» Problems to solve
A) Repeat a portion of the rendering materials passage word for word, starting with "Of course you" and going on through "of for clearcoat.".
B) Carry the rendering materials passage forward, writing on from its last sentence.

» Quoted passage
If you have settled on an IOR for a glass or water material, but the reflections do not feel strong enough to you artistically, then you can simply add a clearcoat layer and give it a higher IOR so that the reflections are stronger.
In the example below we used an IOR of 1.2 for the glass, and then added a clearcoat at a strength of 0.6 with an IOR of 1.52 on top of that in the image on the right:
Note: While you can use Clearcoat to increase reflection intensity over a lower IOR Base material as above, you cannot reduce the reflection intensity of a high IOR Base material. This is an example of a constraint introduced by physical realism.
Of course you can also use clearcoat to add sharp reflections (low roughness/high glossiness) over a blurry glass or reflection (high roughness/low glossiness), to add a layer of smooth varnish or finish over a rough material, and all the other uses you can think of for clearcoat.
How do I create a material with Translucency, it appears to be greyed out?
To use Translucency, you need to enable “Thin mode” for a non-metal. Note that this also works with a texture plugged in to map the metalness amount, where Translucency will show for the non-metal areas.
You can see an example below, where we did also map the Metalness, so you can see how this works:
Also, if you have used a previous Daily Build, you can now control Translucency Color separately (in earlier Builds, this was the same as the Base material color):
I have a totally black object, IOR is 1 and Roughness is 1, but it does not look completely black in the render, why is that?
This happens when an object is surrounded by or encased in another material with an IOR that is not 1 – for example, if your totally black object was submerged in water. The same effect can be seen with the Legacy material with an IOR of 1 and Reflectivity of 1 (the new Physical material never has a Reflectivity of 0, instead being controlled fully by IOR and Roughness, as happens with real world materials, which is why you may not have noticed this before depending on whether you realistically set up your Legacy materials, or “faked” it by turning Reflection to 0).
The reason for this is that the final IOR on a surface is in fact determined by the difference in IORs between that surface and the material that surrounds it, in other words a combination of the IOR of the object (in our test example, a log) and the IOR of the water. Since the IOR of the water is non-zero, the final IOR at this surface boundary is also non-zero (object IOR divided by water IOR).
You can more readily imagine this if you remember that while your water material may just be a plane or a cube in your 3D scene, according to the render engine and just like in reality, there is also a water surface around any objects inside it, it’s just that you didn’t have to model that!
How can I color reflections arbitrarily, e.g. using a map of some sort?

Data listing
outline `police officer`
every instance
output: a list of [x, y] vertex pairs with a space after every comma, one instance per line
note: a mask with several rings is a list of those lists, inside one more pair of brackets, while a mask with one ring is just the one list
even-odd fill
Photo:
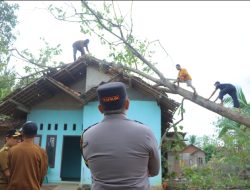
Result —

» Outputs by task
A)
Of course you can also use clearcoat to add sharp reflections (low roughness/high glossiness) over a blurry glass or reflection (high roughness/low glossiness), to add a layer of smooth varnish or finish over a rough material, and all the other uses you can think of for clearcoat.

B)
In normal use, the Physical material works like the real world, where reflections are always white, with very slight color variation at the grazing angles. To maintain this, there is no longer any “Reflection Color” slot in the material, unlike in the Legacy Material, and the Physical material correctly calculates color curves for metals based on the Edge color.
So, if we take this as our starting metal:
In this case, we’re making our rainbow sheen by taking a Falloff map into a Corona Mix node, where it is combined with a Noise map in Multiply mode, and the result from that passed in to a Gradient Ramp:
We could just place this into the Base Color, but then the result removes the grey appearance of the metal:
We could control this by adding an extra Mix node, taking the rainbow sheen and blending it with a single color, before connecting it to the Base Color, but we want to try and avoid having extra nodes for this.
So another option would be to add our rainbow effect into the Edge Color instead. This may be what you are looking for – however, the effect is then also processed by only being at the edge (grazing angles) of the material, which may or may not be what you wanted. Plus, there is no control over the intensity of the effect, other than adding an extra node to mix the rainbow with a plain color before connecting it to the Edge color again.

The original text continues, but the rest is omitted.